**What this task involves**
Word for word, write the lines below out again, with no pictures.

**Extracted data**
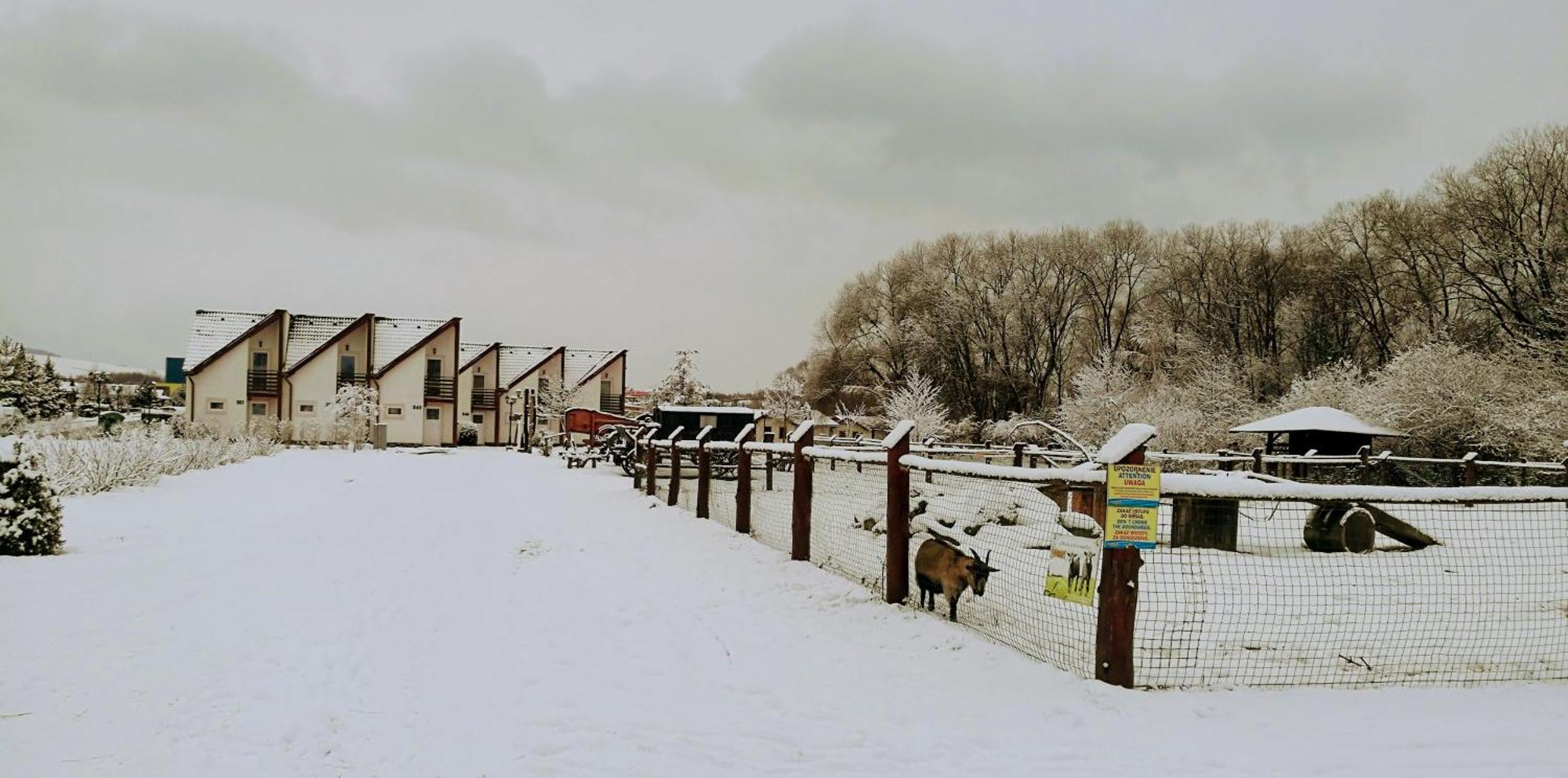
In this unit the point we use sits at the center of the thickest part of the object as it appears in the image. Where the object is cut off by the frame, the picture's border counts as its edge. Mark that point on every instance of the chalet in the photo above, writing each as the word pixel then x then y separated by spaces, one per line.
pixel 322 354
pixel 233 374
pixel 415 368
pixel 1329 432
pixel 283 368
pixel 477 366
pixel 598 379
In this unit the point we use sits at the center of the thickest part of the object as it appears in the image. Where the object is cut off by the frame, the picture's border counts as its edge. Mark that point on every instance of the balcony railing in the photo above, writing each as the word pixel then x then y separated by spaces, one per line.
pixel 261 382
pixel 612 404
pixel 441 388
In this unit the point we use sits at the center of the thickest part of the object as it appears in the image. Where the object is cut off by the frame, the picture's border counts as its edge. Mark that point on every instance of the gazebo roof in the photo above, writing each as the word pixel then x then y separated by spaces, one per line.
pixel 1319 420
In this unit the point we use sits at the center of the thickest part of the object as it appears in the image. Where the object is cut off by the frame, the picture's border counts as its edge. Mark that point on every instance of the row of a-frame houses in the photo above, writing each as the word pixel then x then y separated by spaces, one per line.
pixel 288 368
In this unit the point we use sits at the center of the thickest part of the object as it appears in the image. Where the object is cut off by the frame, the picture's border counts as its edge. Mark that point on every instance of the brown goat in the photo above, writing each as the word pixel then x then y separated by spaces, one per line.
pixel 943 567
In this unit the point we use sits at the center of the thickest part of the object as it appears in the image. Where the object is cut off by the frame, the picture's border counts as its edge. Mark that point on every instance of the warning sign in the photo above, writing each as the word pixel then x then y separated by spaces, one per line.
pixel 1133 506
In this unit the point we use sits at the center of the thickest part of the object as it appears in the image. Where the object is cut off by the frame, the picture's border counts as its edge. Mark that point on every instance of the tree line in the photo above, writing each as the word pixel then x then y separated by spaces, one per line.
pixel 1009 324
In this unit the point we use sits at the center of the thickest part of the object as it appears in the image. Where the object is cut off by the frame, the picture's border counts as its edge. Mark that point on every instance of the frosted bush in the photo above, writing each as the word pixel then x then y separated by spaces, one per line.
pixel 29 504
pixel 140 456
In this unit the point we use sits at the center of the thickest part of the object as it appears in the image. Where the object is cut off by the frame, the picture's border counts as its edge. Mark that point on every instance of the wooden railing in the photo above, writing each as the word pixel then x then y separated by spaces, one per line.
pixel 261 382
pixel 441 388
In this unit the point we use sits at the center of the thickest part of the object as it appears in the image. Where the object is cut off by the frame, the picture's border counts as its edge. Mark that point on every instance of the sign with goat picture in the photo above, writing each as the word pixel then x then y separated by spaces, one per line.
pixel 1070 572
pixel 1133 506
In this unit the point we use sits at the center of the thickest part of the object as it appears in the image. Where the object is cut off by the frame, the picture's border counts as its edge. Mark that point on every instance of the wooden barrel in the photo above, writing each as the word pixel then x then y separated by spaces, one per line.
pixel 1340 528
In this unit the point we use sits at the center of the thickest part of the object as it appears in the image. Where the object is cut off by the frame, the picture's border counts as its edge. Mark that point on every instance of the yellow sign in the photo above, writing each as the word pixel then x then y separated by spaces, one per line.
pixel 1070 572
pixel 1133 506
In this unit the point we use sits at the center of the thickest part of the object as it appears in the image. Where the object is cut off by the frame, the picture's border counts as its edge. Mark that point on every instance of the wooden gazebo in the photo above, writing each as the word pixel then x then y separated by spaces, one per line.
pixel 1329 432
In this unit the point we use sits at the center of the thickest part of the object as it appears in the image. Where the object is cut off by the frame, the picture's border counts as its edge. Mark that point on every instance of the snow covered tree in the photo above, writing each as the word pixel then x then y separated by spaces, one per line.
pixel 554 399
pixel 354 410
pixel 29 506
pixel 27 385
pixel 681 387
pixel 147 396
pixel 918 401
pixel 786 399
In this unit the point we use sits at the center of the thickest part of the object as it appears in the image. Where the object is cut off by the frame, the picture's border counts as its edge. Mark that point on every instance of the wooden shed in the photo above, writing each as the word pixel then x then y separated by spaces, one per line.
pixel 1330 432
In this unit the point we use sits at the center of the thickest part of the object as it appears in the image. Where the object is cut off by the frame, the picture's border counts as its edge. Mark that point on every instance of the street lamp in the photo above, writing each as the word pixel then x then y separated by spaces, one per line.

**Output for this task**
In this unit the point we use sits at the center of the thickest part of the object as it appears in the image. Where the object is cut off by the frame, the picture's border counts as its edge. Mark that point on every instance of the chalet in the photo above, writing each as the word pixel then x then y separated by spaces, one per line.
pixel 322 354
pixel 233 374
pixel 415 368
pixel 1329 432
pixel 283 368
pixel 477 366
pixel 598 379
In this unit the point we use sits at the center of the thickest part of the object as it appears in the image. Where the object is cut off by the frame, the picture's border counts as its edge. Mark that point on every instance of the balcony railing in the photo above, writing each as the word pixel then x then y separated by spaces, one per line.
pixel 261 382
pixel 612 404
pixel 441 388
In this unit the point we use sits at the center of the thickest part of the object as it appears in the image. Where the object is cut off by the frame, the picture's border counts as its edge. Mark that point on every instance of the gazebo roof in the photo above, writing each as the word pixel then x then y separated by spaces, one per line.
pixel 1319 420
In this unit the point we use sits at the center of the thickest part of the object as it appears in the image. Where the object is cut off by the frame, the picture's border counts as its edge. Mark that point on every instance of the row of a-frame houses in the photo above, writing each as the word pixel then x then y separated by spaces, one per line.
pixel 288 368
In this unit the point we use sits at the center of the thickest part of the object as it appears in the image. Where the object is cut off by the frame, the picture's border counts as its edge. Mark that point on every instance of the brown goat in the photo above, writing each as the word pixel then x then y separated by spaces, one per line.
pixel 943 567
In this unit the point we use sits at the center of the thickest part of the object as it appears in the image. Where the object is cut off by the frame, the picture's border counts as its edge. Mark that point on every instance of the warning sign in the photo above, writing each as the word pixel then x then y separated by spaces, one per line.
pixel 1133 506
In this unit the point we use sits at the center of the thickest part of the object as it appears in the image. Where the object is cut off by the frame, the picture's border counts as its edge. Mark that point on every instance of the tree line in the photo above, writing each as the word pixel then x then y separated by spaces, one per line.
pixel 1009 324
In this unit the point we use sits at the center of the thickest part of the object as it appears in the image. Where the object is cut off by the frame, the picture's border counts as its edge. Mark that point on every instance of the frosted bush in the photo above, writing each as the word pixel then x then y separated by spaces, one per line.
pixel 29 504
pixel 140 456
In this unit the point we use sits at the center of the thickest part of the object as it appears in the image. Where the object is cut off by the frame, the picture's border counts as its edge. Mark that point on every instance of the wooden railing in the photo above, writing each as the word pixel then x then y separated by spaces, one per line.
pixel 261 382
pixel 441 388
In this unit the point we use sits at the center of the thickest part of the object as it appears in the image. Where the object is cut off by the frame, the picture's border counts as its edge. Mark that point on every instance of the sign with goat picture in the photo above, writing each as the word pixel then x then y separated by spaces, one per line.
pixel 1070 572
pixel 1133 506
In this unit the point we use sits at the center of the thickest part of the object as it appears in the image. Where the object is cut off by the frame, the picture's border counts as its edge. Mark that point on every instance of the wooden barrel in the photo above, writing each as the word pixel then x then y separated by spaces, one per line.
pixel 1340 528
In this unit the point we use sits at the center of the thickest part of the object as it appears in the image. Where the object is cut off by the frame, the picture's border counts as its edge. Mark that point on every instance of the yellow sign in the photo above, writing each as the word pixel then x then y separated by spaces, one per line.
pixel 1070 572
pixel 1133 506
In this unit the point we use sits at the center of the thickest part of the object as it appears in the image. Where the object is cut off by the frame, the picture's border counts as its edge. Mark that point on every instance of the wooden gazebo in the photo above, writing each as the word pixel then x then y separated by spaces, one per line.
pixel 1329 432
In this unit the point we use sits at the center of the thickest part of the object as it appears in the image. Where the object is cut off by the frame, the picture's border counts as its edge. Mark that point on every instance of the snow covered tree in the photo above, writing each as the word pixel then x then y separated by spaces, one per line.
pixel 554 399
pixel 354 410
pixel 29 506
pixel 27 385
pixel 681 387
pixel 147 396
pixel 918 401
pixel 786 399
In this unit the point we use sits at the center of the thickest part of the object as it appears in the image. Where the object is cut off by the frame, the picture's border counts as its edge. Mark that point on every instance of the wooden shed in the photo above, writing each as the word pixel then x then y separated by spaces, one per line.
pixel 1330 432
In this unit the point we use sits at the center of the thickest part of the object as it appears in the image. Where the object is cut off by the frame, the picture's border counts as its edge. Mark that point on every instance of the street lamp in the photo above, writing each as the word pixel then x then y separated by spaces, one per line.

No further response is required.